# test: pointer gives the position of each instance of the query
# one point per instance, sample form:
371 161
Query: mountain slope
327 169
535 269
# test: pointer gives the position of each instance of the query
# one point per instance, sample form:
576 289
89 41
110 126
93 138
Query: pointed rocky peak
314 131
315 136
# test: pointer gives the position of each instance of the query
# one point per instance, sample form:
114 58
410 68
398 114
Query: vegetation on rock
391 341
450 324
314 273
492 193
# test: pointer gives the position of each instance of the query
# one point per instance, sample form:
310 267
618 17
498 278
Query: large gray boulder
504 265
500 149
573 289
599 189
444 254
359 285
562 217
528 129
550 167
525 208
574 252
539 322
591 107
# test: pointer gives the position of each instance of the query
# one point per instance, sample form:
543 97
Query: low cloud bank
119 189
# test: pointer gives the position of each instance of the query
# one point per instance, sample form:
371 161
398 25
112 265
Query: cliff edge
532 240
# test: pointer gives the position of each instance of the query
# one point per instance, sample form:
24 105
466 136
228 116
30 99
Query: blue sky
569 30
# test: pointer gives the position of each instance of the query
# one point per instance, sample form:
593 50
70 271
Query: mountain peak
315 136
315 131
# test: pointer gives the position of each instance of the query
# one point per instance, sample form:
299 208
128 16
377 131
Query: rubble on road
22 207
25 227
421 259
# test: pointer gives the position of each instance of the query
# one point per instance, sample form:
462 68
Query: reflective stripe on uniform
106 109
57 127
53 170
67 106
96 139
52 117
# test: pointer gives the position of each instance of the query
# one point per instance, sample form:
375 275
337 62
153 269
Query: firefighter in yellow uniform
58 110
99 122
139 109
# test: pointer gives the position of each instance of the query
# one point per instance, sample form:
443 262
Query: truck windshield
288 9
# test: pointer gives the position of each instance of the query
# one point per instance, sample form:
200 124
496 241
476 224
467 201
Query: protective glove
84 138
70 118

##############################

WHAT IS REQUIRED:
Please output the entire listing exactly as it stands.

WRITTEN RESPONSE:
# test: pointer gives the position of each instance of the query
# one point per instance, sample form:
371 161
Query: mountain slope
327 169
535 269
# test: pointer gives the position of each instance of the query
# one point per instance, sample form:
576 289
89 41
110 126
93 138
Query: pointed rocky peak
314 131
315 136
# test: pointer gives the position of each instance of the query
# one point per instance, sample form:
114 58
410 68
398 114
Query: vegetation on rock
391 341
450 324
314 273
492 193
# test: pointer gives the position of each instance of the query
# one point per instance, sample form:
310 267
618 17
498 278
Query: large gray boulder
504 265
500 149
573 289
599 189
444 254
359 285
562 217
528 129
550 167
525 208
574 252
539 322
591 107
# test: pointer gives the position of each instance of the query
# one point per instance, sample form:
543 97
Query: low cloud bank
119 189
# test: pointer gives the position of each instance of the query
# one point per instance, sample form:
371 161
398 25
112 265
Query: cliff edge
532 240
# test: pointer gives the position of each instance of the query
# one point per instance, sample form:
24 105
466 136
228 116
30 99
Query: blue sky
569 30
# test: pointer gives the position of each instance of the query
# one point per instance, sample form:
593 50
70 271
Query: mountain peak
315 136
315 131
# test: pointer gives the position of each instance of the query
# one point per instance, sample form:
299 208
128 16
377 131
Query: rubble on road
22 207
25 227
421 259
# test: pointer gives the position of each instance of the query
# one point per instance, sample form:
462 68
Query: reflective stripe on uniform
106 109
57 127
53 170
67 106
96 139
52 117
# test: pointer gives the position of each instance of the query
# one point per instance, sample form:
375 275
337 62
153 269
Query: firefighter in yellow uniform
58 110
99 122
139 109
# test: pointer gives the position of each instance of the query
# one point per instance, sample form:
443 262
Query: truck windshield
288 9
# test: pointer gives the position of each instance of the query
# one point per instance, sample form:
200 124
496 241
476 224
467 201
Query: protective glove
84 138
70 118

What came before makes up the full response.